▶ **The problem**
Rewrite every line of the material from the line with "Target: gray sweatpants" through the end, shifting each answer coordinate up by 81.

▶ **Supplied material**
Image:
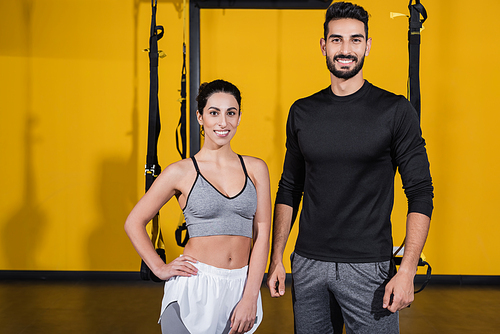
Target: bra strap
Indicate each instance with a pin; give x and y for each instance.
(195, 164)
(243, 165)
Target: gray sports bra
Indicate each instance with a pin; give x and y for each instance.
(209, 212)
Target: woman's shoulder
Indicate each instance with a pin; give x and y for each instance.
(179, 169)
(256, 166)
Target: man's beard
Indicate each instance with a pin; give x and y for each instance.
(344, 74)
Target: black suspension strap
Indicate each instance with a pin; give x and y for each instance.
(417, 11)
(153, 168)
(418, 15)
(181, 233)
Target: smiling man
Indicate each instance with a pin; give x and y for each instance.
(344, 145)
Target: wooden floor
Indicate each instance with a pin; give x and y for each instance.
(39, 307)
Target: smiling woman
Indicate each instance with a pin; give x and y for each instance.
(222, 115)
(225, 198)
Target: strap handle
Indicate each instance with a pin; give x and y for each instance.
(415, 25)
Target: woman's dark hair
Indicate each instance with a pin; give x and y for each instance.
(207, 89)
(345, 10)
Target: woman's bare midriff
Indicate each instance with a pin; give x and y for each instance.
(221, 251)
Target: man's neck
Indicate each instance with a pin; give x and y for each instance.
(343, 87)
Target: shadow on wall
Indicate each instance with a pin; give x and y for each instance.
(22, 231)
(23, 228)
(117, 191)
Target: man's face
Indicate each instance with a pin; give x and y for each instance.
(345, 47)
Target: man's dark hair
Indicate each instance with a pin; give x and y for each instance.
(345, 10)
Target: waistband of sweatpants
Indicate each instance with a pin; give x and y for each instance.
(221, 272)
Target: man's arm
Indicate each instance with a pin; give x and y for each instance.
(399, 292)
(284, 216)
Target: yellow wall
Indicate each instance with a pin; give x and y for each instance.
(74, 103)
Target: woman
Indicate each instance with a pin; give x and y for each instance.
(214, 287)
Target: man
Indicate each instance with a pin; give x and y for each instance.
(344, 145)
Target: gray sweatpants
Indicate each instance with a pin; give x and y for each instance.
(327, 295)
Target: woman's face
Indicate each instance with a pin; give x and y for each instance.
(220, 118)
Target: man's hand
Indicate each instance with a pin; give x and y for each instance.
(276, 279)
(243, 318)
(399, 292)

▶ **Solution for this task**
Target: gray sweatpants
Indicate each instance with a pin; give x and y for each instance.
(408, 376)
Target: woman's face
Indicate each instance with a pin; give x and y for each instance.
(301, 199)
Target: man's hand
Indicate each instance with a pin; give x and y for each instance.
(357, 360)
(324, 399)
(480, 373)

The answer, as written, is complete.